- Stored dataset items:
=== Begin Enclosure ===

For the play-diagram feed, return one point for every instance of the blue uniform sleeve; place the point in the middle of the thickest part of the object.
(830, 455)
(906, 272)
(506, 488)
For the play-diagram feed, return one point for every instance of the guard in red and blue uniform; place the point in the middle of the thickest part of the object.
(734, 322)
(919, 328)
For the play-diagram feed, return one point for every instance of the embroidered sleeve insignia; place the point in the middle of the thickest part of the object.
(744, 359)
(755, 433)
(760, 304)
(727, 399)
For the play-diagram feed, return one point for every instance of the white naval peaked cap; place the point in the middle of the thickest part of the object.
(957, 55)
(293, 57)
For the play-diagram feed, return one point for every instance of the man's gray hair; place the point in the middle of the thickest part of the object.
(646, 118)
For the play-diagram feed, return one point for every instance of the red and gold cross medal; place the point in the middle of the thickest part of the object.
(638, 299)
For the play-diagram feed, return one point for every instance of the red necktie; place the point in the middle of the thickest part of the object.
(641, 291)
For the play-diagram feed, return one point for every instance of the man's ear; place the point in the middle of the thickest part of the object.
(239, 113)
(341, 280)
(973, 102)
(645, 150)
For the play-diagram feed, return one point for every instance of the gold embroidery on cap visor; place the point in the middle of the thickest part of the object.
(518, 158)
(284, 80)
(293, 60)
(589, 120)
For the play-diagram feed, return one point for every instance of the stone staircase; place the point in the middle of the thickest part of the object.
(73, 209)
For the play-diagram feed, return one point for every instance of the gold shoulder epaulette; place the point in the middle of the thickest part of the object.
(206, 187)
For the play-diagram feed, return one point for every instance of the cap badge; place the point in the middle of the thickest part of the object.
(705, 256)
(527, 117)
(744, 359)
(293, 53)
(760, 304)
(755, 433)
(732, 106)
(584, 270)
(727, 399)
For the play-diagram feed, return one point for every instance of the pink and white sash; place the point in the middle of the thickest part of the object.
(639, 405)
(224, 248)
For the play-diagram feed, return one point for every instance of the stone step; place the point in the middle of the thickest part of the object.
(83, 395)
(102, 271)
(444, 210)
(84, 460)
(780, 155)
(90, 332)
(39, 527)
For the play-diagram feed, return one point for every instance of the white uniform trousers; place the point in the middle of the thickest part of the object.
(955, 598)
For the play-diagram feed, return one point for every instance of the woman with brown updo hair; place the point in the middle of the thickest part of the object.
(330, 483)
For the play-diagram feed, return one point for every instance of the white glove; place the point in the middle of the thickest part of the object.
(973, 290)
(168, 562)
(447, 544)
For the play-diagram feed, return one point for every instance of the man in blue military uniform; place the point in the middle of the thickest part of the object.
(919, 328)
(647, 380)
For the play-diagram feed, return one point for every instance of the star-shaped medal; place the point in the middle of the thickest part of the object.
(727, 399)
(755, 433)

=== End Enclosure ===

- WHAT THE EXERCISE ASKS:
Please be sure to repeat every entry exactly.

- WRITTEN ANSWER:
For the play-diagram feed, return one point for every instance of the blue uniform sleeve; place the point in the middle of the thickest part of the object.
(830, 455)
(906, 272)
(506, 488)
For the play-diagram feed, return one point for every instance of the guard in red and blue uniform; place the point in the middle of the thickest part of the object.
(734, 322)
(919, 328)
For the play-diagram feed, return one point for every instance of the embroidered sleeve insignia; place the point in the middle of the thickest part of the object.
(744, 359)
(755, 433)
(760, 304)
(727, 399)
For the play-diagram feed, return one point for every instance of the white naval peaked cap; place the point in the middle of the thickest part of the object.
(957, 55)
(293, 57)
For the play-diagram feed, return one point for every instance of the man's gray hair; place the point in the middle of the thickest part of the object.
(646, 118)
For the play-diagram feed, return one point for every instance of the red and gold cross medal; place the point in the middle of the thickest part of the object.
(638, 299)
For the play-diagram feed, return one point for every instance of the red necktie; place the point in the middle of the thickest part of the object.
(641, 291)
For the play-diagram feed, return one point for every instance of the man's ear; place the point in the middle of the thickest part of the object.
(239, 113)
(341, 280)
(973, 102)
(645, 150)
For the play-diagram feed, return one point for every instance of the gold embroidery on cap visor; place the point in the middle of the thickest part of the object.
(518, 158)
(284, 80)
(293, 60)
(589, 120)
For the play-diagram feed, return one point for every instance of the stone staircase; place the point in the middle of the thickest part of the object.
(73, 209)
For the play-diagram feed, return one point for every instance of the gold shoulder epaulette; place the point in the middle of the thickest part of the object.
(206, 187)
For the play-diagram feed, return one point for every instance of the cap badge; place the point in the middle of the thickest part of the object.
(705, 256)
(527, 117)
(744, 359)
(293, 53)
(760, 304)
(755, 433)
(732, 106)
(584, 270)
(727, 399)
For the play-diagram feed, return one point for every instance of the pink and white sash; place the point in the middle of the thickest part of the object.
(639, 405)
(224, 248)
For the play-diagram feed, return one point for every instance of the stone step; place the point in the middle of the thickest part of the object.
(83, 395)
(102, 271)
(444, 210)
(84, 460)
(780, 155)
(90, 332)
(39, 527)
For the play-diagram feed, return one point for every instance of the white uniform trousers; place the point in the middle of the thickest part of the object.
(955, 598)
For the play-diagram feed, return one point for every instance of the woman with brown updo hair; place the point in the middle of the thickest part of the object.
(330, 483)
For the play-diagram feed, return one point for every instance of the white glove; place the point in the middle of the thickest part of the object.
(973, 290)
(168, 562)
(447, 544)
For the play-diagram feed, return one point for every instance of the man in blue military uniform; place the point in the middle of the thickest part of the object.
(919, 328)
(647, 380)
For the play-diagram feed, return one point for every instance of the star-shaped medal; place the point in the middle of the thickest part of the object.
(727, 399)
(755, 433)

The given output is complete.